── Texto do documento

UNIVERSITÁRIOS | EXERCÍCIOS

“Todo o meu desejo”

por Fabrizio Sinisi

Em dezembro, estudantes universitários de várias partes do mundo, participaram, na Itália, dos Exercícios Espirituais propostos por Comunhão e Libertação. E foram desafiados por padre Julián Carrón

Em Rímini, os jovens – todos estudantes universitários – são mais de quatro mil, aglomerados em silêncio fora dos pavilhões da Feira esperando para entrar. Quando os portões são abertos, apressam o passo, alguns até correm, buscando sentar-se o mais próximo possível do palco. Preparam as folhas para as anotações, as canetas, olham-se com curiosidade: cada um chega aqui com uma história particular e uma espera precisa. Muitos convidaram os amigos, como Bernardo, que estuda Letras em Milão: “Se o que vivemos é decisivo, se realmente sustenta tudo, então convidar alguém é ocasião para olhá-lo mais, para amá-lo mais. Ser convidado pode significar colocar uma pergunta sobre o que você é agora, sobre o que você realmente quer agora”. “A ti se dirige todo o meu desejo”, é o título dos Exercícios Espirituais deste ano. Já o “ti” – com “t” minúsculo – suscita um desafio: a qual “tu” pode se dirigir todo, todo o meu desejo? Padre Julián Carrón, que há anos prega pessoalmente os Exercícios dos Universitários de CL, aponta diretamente para o coração da situação de cada um. Uma situação frequentemente dramática. “Dúvida sobre a existência”, “fragilidade da vida”, “inconsistência de si mesmo”, “terror da impossibilidade”, “horror da desproporção entre si e o ideal”: são apenas alguns nomes do nosso drama contemporâneo. Este, diz Carrón, citando Giussani, é “o cerne da questão – e é daqui que se recomeça”. O que para todos significaria o fim – ou seja, a descoberta de ser estruturalmente incapaz de se realizar sozinho –, pode tornar-se o início de tudo: “Há, de fato, uma palavra que domina a experiência humana: é a palavra ‘desejo’”. Cada um, continua Carrón, pode verificar se, ainda mais profundo do que todos os nossos dramas, não permanece inextirpável o desejo de viver, o desejo de um “a mais”, o desejo de um significado que torne a vida realmente vida.

────
── Dados fornecidos

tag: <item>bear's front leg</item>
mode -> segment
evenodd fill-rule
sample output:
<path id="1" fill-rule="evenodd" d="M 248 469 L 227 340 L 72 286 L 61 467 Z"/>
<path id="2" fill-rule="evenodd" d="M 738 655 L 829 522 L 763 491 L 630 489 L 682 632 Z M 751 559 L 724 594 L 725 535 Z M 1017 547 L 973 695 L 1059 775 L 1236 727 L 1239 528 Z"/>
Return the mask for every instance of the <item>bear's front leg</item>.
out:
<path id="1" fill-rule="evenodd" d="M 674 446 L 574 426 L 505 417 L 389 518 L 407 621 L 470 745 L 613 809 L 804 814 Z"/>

────

## Detalhes do problema
No texto sobre os Exercícios Espirituais em Rímini, qual é o título dos Exercícios deste ano?

## Resposta escrita
“A ti se dirige todo o meu desejo”.